Schriftliche Aufgabe
Formatiere den Teil des Materials, der mit der Zeile beginnt, die „Could you point to the horizon“ enthält, und einschließlich dieser Zeile bis zum Ende des Materials reicht, als Markdown-Tabelle mit den Spalten „Nummer“ und „Zeile“. Lass dabei Leerzeilen und Bilder weg.

####

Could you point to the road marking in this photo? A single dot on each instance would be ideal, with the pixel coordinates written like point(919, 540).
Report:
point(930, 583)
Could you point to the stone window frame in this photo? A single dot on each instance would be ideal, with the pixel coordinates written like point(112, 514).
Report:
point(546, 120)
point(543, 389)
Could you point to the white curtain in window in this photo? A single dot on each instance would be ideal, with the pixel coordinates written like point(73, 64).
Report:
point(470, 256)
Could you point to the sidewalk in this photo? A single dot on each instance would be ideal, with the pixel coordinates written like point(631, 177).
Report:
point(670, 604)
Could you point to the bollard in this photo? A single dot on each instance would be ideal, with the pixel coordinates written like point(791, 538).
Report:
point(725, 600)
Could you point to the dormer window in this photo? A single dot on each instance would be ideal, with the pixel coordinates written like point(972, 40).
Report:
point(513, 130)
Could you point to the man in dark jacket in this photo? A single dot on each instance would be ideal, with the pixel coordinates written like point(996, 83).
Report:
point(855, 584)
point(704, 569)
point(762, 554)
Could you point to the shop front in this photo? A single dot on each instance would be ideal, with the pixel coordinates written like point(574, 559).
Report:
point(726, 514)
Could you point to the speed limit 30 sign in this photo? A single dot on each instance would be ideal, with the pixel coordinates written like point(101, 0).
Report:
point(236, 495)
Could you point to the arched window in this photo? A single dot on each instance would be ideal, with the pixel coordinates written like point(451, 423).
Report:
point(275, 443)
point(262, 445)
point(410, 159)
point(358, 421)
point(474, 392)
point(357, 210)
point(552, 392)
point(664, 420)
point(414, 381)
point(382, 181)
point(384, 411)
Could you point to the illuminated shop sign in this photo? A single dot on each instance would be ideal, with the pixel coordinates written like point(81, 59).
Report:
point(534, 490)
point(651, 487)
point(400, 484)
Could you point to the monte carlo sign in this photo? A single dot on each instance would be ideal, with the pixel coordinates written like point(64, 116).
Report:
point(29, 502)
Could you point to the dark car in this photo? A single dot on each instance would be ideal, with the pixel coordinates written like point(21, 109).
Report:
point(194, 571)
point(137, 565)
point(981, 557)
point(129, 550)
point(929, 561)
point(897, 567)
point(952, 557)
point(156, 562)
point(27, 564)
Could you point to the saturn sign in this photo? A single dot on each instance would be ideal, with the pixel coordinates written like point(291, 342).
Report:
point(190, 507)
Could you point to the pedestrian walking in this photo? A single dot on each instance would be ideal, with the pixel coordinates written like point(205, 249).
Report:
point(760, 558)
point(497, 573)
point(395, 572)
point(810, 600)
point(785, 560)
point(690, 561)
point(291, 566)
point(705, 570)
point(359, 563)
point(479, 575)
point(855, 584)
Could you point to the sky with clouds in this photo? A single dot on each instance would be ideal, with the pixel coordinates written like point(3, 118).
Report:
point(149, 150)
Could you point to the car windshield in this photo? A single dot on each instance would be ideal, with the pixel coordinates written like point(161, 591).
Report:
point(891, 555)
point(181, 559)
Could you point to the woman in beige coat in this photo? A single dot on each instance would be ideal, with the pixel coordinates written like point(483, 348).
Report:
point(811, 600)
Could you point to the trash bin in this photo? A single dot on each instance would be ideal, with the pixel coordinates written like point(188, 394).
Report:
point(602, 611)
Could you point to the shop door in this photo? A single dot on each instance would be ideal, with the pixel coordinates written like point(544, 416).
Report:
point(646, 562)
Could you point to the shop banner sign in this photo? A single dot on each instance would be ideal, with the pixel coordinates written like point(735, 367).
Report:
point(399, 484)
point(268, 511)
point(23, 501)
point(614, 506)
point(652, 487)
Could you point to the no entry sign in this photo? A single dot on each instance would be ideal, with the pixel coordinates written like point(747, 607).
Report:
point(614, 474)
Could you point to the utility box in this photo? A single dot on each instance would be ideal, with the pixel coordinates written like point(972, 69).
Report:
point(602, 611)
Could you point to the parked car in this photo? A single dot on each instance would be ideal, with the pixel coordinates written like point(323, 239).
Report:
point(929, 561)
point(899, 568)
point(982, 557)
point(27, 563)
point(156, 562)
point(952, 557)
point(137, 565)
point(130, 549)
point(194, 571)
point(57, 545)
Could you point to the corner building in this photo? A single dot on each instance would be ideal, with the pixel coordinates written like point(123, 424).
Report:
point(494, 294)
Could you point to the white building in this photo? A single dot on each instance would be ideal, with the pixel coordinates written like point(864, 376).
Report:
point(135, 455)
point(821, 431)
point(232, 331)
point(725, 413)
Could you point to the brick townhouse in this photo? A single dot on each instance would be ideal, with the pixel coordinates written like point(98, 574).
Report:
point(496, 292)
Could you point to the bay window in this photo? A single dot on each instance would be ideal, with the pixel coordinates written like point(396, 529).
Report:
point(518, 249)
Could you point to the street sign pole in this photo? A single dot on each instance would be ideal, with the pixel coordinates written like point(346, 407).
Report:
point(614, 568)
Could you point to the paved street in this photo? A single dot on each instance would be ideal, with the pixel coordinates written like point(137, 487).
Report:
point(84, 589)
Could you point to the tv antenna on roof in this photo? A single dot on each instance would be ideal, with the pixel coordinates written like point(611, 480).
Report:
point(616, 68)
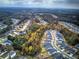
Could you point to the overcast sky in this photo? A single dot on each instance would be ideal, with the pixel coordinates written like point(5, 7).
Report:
point(41, 3)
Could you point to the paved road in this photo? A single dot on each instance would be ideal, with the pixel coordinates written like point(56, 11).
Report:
point(50, 43)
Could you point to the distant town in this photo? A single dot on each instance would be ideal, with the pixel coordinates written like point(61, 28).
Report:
point(39, 34)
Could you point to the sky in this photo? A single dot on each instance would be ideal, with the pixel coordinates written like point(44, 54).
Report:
point(74, 4)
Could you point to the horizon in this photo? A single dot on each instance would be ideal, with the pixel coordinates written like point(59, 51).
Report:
point(49, 4)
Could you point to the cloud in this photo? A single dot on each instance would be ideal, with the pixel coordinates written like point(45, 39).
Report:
point(40, 3)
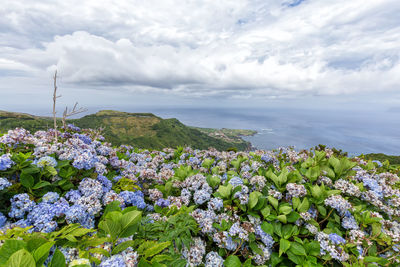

####

Die Antwort
| Nummer | Zeile |
|---|---|
| 1 | Could you point to the horizon in this photo? A single dot on each instance would be ideal, with the pixel coordinates written like point(59, 51). |
| 2 | Report: |
| 3 | point(49, 4) |
| 4 | Could you point to the cloud in this photo? A single dot on each instance would be ideal, with the pixel coordinates written like point(45, 39). |
| 5 | Report: |
| 6 | point(40, 3) |